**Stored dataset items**
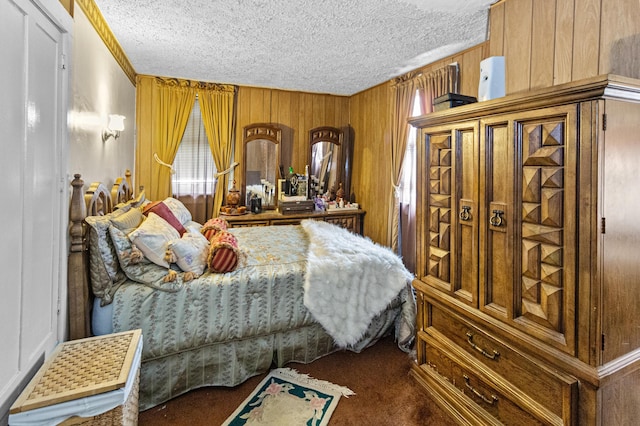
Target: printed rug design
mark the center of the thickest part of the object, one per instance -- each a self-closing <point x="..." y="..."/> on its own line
<point x="286" y="397"/>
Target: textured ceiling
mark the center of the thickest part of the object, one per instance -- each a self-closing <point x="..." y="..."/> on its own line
<point x="324" y="46"/>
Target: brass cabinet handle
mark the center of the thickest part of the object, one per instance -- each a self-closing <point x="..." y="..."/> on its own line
<point x="493" y="355"/>
<point x="465" y="213"/>
<point x="477" y="393"/>
<point x="496" y="219"/>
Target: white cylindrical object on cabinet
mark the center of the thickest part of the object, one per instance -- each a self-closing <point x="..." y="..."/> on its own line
<point x="492" y="84"/>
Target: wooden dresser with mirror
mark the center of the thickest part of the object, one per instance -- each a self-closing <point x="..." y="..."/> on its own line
<point x="329" y="157"/>
<point x="349" y="219"/>
<point x="528" y="279"/>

**YOUR INSTRUCTIONS**
Could you please return the entries above exactly, minus the pictures?

**ANSWER FOR THIS EXERCISE**
Target: printed rug design
mark the center of the thickest part of the object, one per instance -- each a self-closing <point x="..." y="..."/> on its own line
<point x="286" y="397"/>
Target: textured ceiling
mark the center of the thickest part of the object, one per instance -- each a self-closing <point x="..." y="..."/> on its own line
<point x="324" y="46"/>
Target: brass cabinet handle
mark the center of the thickest part of the object, one per instance -- each a self-closing <point x="..." y="..."/> on its own line
<point x="493" y="355"/>
<point x="465" y="213"/>
<point x="477" y="393"/>
<point x="496" y="219"/>
Target: white cylindrical object on cabinet
mark the center of the thickest part of the object, one per instance -- each a self-closing <point x="..." y="..."/> on its own line
<point x="492" y="84"/>
Target: wooden dresser with mirror
mark the center of the thickest part of the object, one per instance -- each a self-closing <point x="..." y="..."/> on its own line
<point x="329" y="157"/>
<point x="349" y="219"/>
<point x="528" y="279"/>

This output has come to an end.